• Saved entries:

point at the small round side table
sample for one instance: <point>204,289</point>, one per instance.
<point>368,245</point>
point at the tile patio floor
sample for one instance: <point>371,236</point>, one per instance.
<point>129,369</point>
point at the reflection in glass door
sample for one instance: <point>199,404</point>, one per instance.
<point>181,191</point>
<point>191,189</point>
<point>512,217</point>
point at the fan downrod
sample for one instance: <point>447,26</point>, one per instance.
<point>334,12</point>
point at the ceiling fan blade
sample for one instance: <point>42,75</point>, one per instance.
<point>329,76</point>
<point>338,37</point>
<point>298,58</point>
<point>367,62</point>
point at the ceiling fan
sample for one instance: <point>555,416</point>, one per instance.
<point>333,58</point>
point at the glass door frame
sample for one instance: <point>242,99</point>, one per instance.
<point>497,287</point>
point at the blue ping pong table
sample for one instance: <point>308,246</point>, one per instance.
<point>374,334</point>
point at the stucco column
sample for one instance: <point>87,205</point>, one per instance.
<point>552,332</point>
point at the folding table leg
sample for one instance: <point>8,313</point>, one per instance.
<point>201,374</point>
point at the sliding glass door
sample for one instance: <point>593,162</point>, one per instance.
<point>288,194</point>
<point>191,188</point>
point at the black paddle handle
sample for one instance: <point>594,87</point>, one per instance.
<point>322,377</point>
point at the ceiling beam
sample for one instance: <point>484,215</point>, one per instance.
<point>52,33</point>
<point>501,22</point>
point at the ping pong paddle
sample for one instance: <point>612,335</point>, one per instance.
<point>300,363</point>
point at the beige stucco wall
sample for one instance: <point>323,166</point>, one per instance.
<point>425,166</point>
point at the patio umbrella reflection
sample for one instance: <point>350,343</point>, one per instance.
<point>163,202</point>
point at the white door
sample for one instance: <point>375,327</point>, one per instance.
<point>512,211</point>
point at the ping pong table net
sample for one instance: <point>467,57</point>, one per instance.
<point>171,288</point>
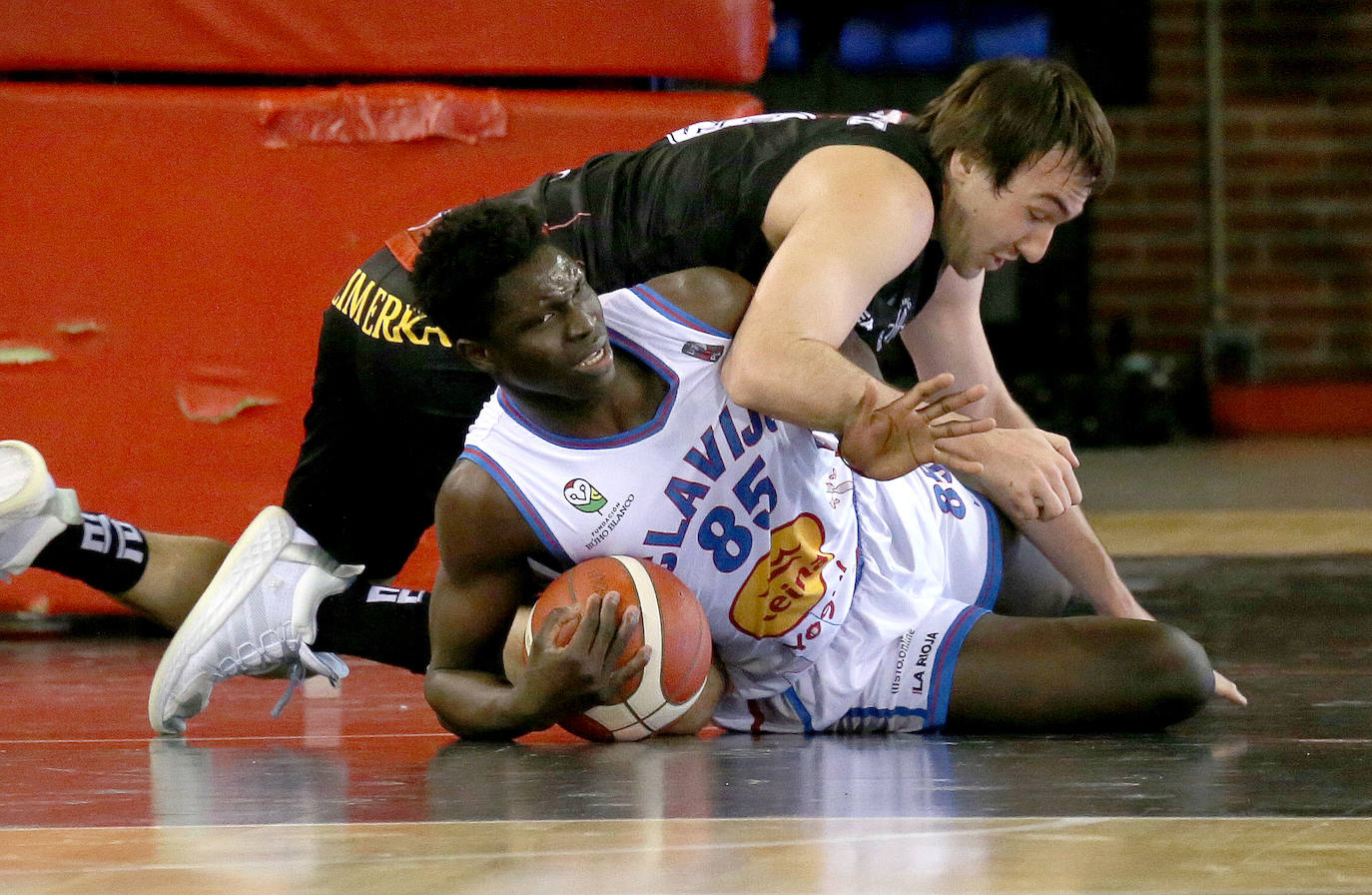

• PROBLEM STATEMENT: List every line of the items above that contains the word "stucco", matching case.

• SOLUTION TO THE EXERCISE:
point at the stucco column
point at the beige stucco wall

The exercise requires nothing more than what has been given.